***** Material supplied *****
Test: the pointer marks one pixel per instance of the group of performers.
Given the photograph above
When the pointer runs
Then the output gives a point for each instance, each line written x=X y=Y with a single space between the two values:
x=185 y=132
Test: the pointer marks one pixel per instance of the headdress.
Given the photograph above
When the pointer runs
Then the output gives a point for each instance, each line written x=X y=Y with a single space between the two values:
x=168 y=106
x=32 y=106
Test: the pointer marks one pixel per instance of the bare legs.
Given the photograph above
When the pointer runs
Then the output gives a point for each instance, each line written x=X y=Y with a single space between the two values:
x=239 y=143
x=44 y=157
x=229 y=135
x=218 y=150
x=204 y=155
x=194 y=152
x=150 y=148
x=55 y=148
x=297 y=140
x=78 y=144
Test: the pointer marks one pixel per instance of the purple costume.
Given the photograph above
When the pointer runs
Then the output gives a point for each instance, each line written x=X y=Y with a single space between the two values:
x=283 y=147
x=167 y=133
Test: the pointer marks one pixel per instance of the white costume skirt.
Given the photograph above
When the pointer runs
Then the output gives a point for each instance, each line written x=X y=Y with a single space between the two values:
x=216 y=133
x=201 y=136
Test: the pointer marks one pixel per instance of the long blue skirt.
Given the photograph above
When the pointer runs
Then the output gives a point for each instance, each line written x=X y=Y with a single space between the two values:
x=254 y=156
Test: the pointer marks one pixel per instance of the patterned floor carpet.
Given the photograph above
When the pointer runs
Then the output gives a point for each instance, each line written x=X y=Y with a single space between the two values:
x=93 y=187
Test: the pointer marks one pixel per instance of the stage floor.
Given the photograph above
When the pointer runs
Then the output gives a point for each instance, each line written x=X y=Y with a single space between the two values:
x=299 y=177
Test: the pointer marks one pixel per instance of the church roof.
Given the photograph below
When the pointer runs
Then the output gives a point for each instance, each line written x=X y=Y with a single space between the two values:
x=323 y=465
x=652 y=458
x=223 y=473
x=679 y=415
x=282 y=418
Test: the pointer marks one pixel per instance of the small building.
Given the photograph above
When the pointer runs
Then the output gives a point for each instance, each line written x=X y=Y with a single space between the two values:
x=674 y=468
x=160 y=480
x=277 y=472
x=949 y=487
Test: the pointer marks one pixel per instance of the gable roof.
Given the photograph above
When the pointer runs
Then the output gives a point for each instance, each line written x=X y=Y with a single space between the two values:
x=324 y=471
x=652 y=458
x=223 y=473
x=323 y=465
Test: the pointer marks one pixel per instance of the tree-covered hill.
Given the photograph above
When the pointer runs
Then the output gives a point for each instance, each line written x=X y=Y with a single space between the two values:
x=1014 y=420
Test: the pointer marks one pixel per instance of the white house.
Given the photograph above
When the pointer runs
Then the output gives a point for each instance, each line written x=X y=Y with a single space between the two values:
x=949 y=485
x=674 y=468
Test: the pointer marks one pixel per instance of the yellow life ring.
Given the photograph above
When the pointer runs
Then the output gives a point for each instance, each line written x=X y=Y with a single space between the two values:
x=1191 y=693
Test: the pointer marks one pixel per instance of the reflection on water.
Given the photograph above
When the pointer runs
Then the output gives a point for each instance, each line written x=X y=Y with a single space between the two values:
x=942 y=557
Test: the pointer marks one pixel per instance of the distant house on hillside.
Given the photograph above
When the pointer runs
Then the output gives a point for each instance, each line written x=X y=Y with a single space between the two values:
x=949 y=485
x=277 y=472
*****
▶ Request: Print the listing above in its entirety, with every line exact.

▶ Finished answer:
Test: the pointer marks one pixel per instance of the group of performers.
Given the photograph above
When the pointer runs
Then the output gives a point for each instance, each line written x=X y=Y with a single space between the two values:
x=185 y=132
Test: the pointer marks one pixel per instance of the headdress.
Given the photograph above
When the pointer runs
Then the output gives a point for each instance, each line written x=X y=Y with a single space between the two values:
x=168 y=106
x=32 y=106
Test: the pointer marks one pixel per instance of the bare legs.
Given the photograph above
When the pointer runs
Then the output gives a point for each instance, each line written x=X y=Y with a single space between the two values:
x=239 y=143
x=44 y=157
x=229 y=135
x=218 y=150
x=204 y=155
x=194 y=152
x=150 y=148
x=55 y=148
x=297 y=140
x=78 y=144
Test: the pointer marks one pixel per instance of the purple costume.
Given the photograph above
When the pointer runs
Then the output gives a point for each instance, each line written x=X y=Y with a single space between the two values:
x=283 y=147
x=167 y=133
Test: the pointer marks one pixel per instance of the white costume skirt.
Given the photograph above
When the pointer runs
Then the output gives a point for each instance, each line written x=X y=Y with a single space between the two values:
x=216 y=133
x=201 y=136
Test: the pointer marks one pixel per instance of the long blue skirt.
Given the photograph above
When the pointer runs
Then the output gives a point for each instance, each line written x=X y=Y with a single space between the two values:
x=254 y=156
Test: the pointer marks one pixel per instance of the patterned floor carpet.
Given the photograph above
When the pointer runs
Then the output gives a point for each instance, each line written x=X y=Y with a single space between the two values:
x=93 y=187
Test: the pointer marks one pixel per instance of the stage floor.
Given the photograph above
When the pointer runs
Then the output gives a point for each instance, each line written x=X y=Y with a single space between the two values:
x=299 y=177
Test: the pointer marks one pixel per instance of the church roof.
Given the photograph below
When the pointer runs
Then the output gives a point for each instance, each line written x=X y=Y with a single space between the two values:
x=323 y=465
x=652 y=458
x=223 y=473
x=679 y=415
x=282 y=418
Test: the pointer marks one pixel per instance of the small building.
Given the photograph above
When the pointer runs
Then the output gives a point for each instance, each line written x=X y=Y with a single space between the two values:
x=674 y=468
x=160 y=480
x=277 y=472
x=949 y=487
Test: the pointer marks one pixel per instance of the gable roof.
Given the photograph above
When the pointer runs
Then the output gives a point for each instance, each line written x=X y=Y with a single space between the two values:
x=324 y=471
x=652 y=458
x=223 y=473
x=323 y=465
Test: the pointer marks one pixel per instance of the tree-covered hill.
Given the photograph above
When the pointer runs
Then the output gives a point for each instance, each line written x=X y=Y with a single space between the two values:
x=1014 y=420
Test: the pointer marks one pixel per instance of the white house.
Given the photograph above
When the pointer runs
Then the output gives a point for each instance, each line written x=X y=Y with a single space between the two values:
x=949 y=485
x=674 y=468
Test: the pointer marks one pixel per instance of the yellow life ring.
Given the photograph above
When the pointer runs
Then the output gives a point for each instance, each line written x=X y=Y with a single space between the two values:
x=1191 y=693
Test: the pointer marks one pixel per instance of the reflection on water.
Given the photograph above
When the pointer runs
Then the output gives a point for each instance, each line written x=X y=Y with a single space between the two values:
x=942 y=557
Test: the pointer marks one pixel per instance of the distant house on hillside.
Given the photograph above
When the pointer runs
Then the output gives a point for each instance, each line written x=X y=Y with a single space between the two values:
x=949 y=485
x=277 y=472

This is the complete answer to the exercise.